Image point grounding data
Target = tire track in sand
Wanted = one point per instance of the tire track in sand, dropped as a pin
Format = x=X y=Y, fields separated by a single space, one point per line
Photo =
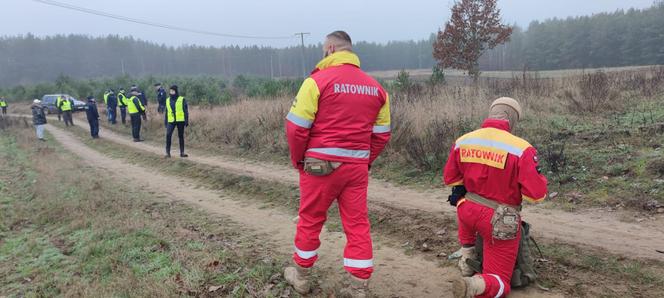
x=397 y=275
x=592 y=228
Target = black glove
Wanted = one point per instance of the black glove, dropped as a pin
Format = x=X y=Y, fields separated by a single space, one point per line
x=458 y=192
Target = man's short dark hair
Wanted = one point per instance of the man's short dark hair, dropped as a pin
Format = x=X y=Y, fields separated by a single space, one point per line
x=342 y=35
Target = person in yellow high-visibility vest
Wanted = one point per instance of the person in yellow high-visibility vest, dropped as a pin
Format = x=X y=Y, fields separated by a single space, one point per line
x=57 y=106
x=135 y=109
x=3 y=105
x=122 y=103
x=66 y=105
x=177 y=115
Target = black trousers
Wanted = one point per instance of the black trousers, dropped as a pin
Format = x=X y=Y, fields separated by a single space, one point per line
x=135 y=125
x=69 y=120
x=112 y=112
x=123 y=114
x=169 y=134
x=94 y=127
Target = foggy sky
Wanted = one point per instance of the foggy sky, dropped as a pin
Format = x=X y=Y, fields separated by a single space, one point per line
x=377 y=21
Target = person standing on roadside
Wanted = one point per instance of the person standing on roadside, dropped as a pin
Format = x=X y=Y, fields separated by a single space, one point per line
x=177 y=115
x=122 y=103
x=336 y=128
x=161 y=98
x=111 y=101
x=38 y=118
x=58 y=101
x=3 y=105
x=93 y=117
x=66 y=105
x=136 y=110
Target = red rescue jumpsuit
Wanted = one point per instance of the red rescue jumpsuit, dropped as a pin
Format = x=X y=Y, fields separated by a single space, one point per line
x=499 y=166
x=342 y=115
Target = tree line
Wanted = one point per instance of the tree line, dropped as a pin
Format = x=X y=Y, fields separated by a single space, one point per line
x=624 y=37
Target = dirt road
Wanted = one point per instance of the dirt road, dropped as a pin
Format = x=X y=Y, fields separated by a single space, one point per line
x=593 y=228
x=397 y=275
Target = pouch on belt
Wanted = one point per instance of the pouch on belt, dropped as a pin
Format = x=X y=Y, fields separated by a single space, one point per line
x=319 y=167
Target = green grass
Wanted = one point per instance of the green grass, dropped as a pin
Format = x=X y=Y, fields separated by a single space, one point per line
x=64 y=232
x=397 y=226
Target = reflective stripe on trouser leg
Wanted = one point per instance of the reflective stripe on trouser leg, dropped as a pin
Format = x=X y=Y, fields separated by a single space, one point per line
x=358 y=254
x=316 y=196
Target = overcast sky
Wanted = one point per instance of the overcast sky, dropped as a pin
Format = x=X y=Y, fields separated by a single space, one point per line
x=373 y=20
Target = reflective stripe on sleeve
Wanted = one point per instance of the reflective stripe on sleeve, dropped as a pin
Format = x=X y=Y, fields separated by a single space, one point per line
x=299 y=121
x=381 y=129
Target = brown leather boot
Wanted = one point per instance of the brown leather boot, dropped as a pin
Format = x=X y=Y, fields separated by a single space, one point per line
x=357 y=288
x=298 y=277
x=468 y=287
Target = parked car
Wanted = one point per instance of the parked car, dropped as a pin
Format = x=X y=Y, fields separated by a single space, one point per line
x=49 y=100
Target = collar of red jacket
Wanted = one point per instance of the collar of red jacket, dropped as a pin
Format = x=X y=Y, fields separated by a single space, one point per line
x=495 y=123
x=338 y=58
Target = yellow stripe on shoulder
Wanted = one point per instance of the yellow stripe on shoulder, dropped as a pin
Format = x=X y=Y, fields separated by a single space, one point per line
x=305 y=105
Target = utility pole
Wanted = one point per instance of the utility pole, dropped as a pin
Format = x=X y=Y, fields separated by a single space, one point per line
x=304 y=67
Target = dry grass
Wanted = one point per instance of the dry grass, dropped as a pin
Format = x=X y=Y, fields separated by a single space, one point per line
x=66 y=231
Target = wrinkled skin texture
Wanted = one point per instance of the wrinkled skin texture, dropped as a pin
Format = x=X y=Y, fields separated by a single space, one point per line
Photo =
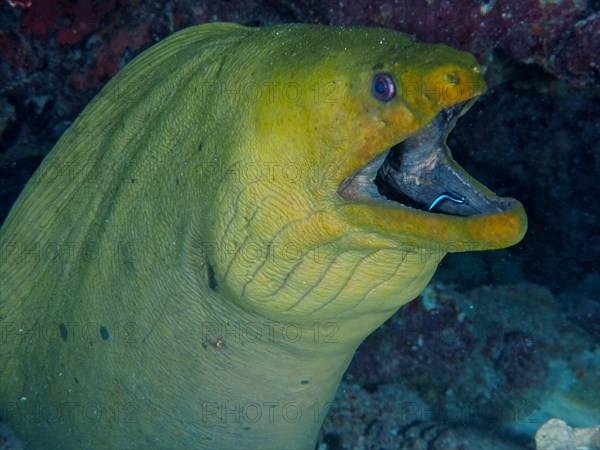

* _What the task requires_: Give the entries again without a single change, but with no pictures.

* _Response for this exercise_:
Target = tire track in sand
Wanted = one point per instance of the tire track in sand, dropped as a pin
Format = x=X y=Y, fields separated by a single space, one point per line
Photo =
x=397 y=275
x=592 y=228
Target = black glove
Wanted = one point per instance of the black glove, dropped as a pin
Format = x=X y=Y, fields separated by a single space, one point per line
x=458 y=192
Target = man's short dark hair
Wanted = one point per instance of the man's short dark hair, dropped as a pin
Format = x=X y=Y, fields separated by a single space, one point per line
x=342 y=35
Target = person in yellow high-visibility vest
Wanted = one point per instance of the person in yellow high-visibility vest, dropped as a pin
Format = x=X y=Y, fields separated by a single space, one point per line
x=57 y=106
x=135 y=109
x=3 y=105
x=122 y=103
x=66 y=105
x=177 y=115
Target = black trousers
Wanted = one point per instance of the black trousers, dropped as a pin
Format = x=X y=Y, fields separated by a single space, one point per line
x=135 y=125
x=69 y=120
x=112 y=112
x=123 y=114
x=169 y=134
x=94 y=127
Target = foggy sky
Wanted = one point per instance of the foggy sky, dropped as a pin
Format = x=X y=Y, fields separated by a single space, one point per line
x=377 y=21
Target = person standing on roadside
Wanted = one point per instance of the person standing on roadside, dropped as a pin
Format = x=X y=Y, fields separated by a single space, one point per line
x=177 y=115
x=122 y=103
x=336 y=128
x=161 y=98
x=111 y=101
x=38 y=118
x=58 y=101
x=3 y=105
x=93 y=117
x=66 y=105
x=136 y=110
Target = red rescue jumpsuit
Wanted = one point per instance of the red rescue jumpsuit, dropped as a pin
Format = x=X y=Y, fields separated by a single space, one point per line
x=499 y=166
x=342 y=115
Target = tree line
Wanted = one point per instance of the tree line, dropped as a pin
Format = x=X y=Y, fields separated by a single space, one point per line
x=624 y=37
Target = dirt road
Wanted = one point per instance of the dirt road, dropped as a pin
Format = x=X y=Y, fields separated by a single space, one point per line
x=593 y=228
x=397 y=275
Target = pouch on belt
Wanted = one point per instance of the pouch on belt, dropped as a pin
Format = x=X y=Y, fields separated by a single space, one point per line
x=319 y=167
Target = green grass
Wanted = one point per instance of the green grass, dropped as a pin
Format = x=X y=Y, fields separated by a single space, one point per line
x=64 y=232
x=397 y=226
Target = reflective stripe on trouser leg
Wanted = one point per instance of the reflective stripe on trouser leg, dropped as a pin
Format = x=X y=Y, fields separated by a single space, one point per line
x=358 y=254
x=316 y=196
Target = overcast sky
Wanted = one point per instance of the overcast sky, dropped as a pin
Format = x=X y=Y, fields separated by a single space, one point per line
x=373 y=20
Target = reflective stripe on sleeve
Wanted = one point per instance of the reflective stripe on sleeve, dropped as a pin
Format = x=X y=Y, fields separated by a single space, one point per line
x=299 y=121
x=381 y=129
Target = brown leather boot
Wanted = one point per instance of the brown leather boot, dropped as a pin
Format = x=X y=Y, fields separated by a single space, one point per line
x=357 y=288
x=298 y=277
x=468 y=287
Target = parked car
Wanted = one point per instance of the parked car, dropped as a pin
Format = x=X y=Y, fields separated by a single space, one point per line
x=49 y=100
Target = collar of red jacket
Wanted = one point per instance of the collar of red jacket, dropped as a pin
Format = x=X y=Y, fields separated by a single space, one point per line
x=495 y=123
x=338 y=58
Target = yellow stripe on shoulder
Wanted = one point per instance of the yellow stripe on shoulder, dropped as a pin
Format = x=X y=Y, fields separated by a single space, one point per line
x=305 y=105
Target = utility pole
Wanted = one point per instance of the utility pole, dropped as a pin
Format = x=X y=Y, fields separated by a single space, one point per line
x=304 y=67
Target = dry grass
Wanted = one point per instance of the dry grass, dropped as a pin
Format = x=X y=Y, fields separated by a single space, one point per line
x=66 y=231
Target = wrinkled skin texture
Wanted = one point per instance of the wrinkled skin texture, dropped as a pin
Format = x=X y=Y, fields separated by a single space, one point per line
Photo =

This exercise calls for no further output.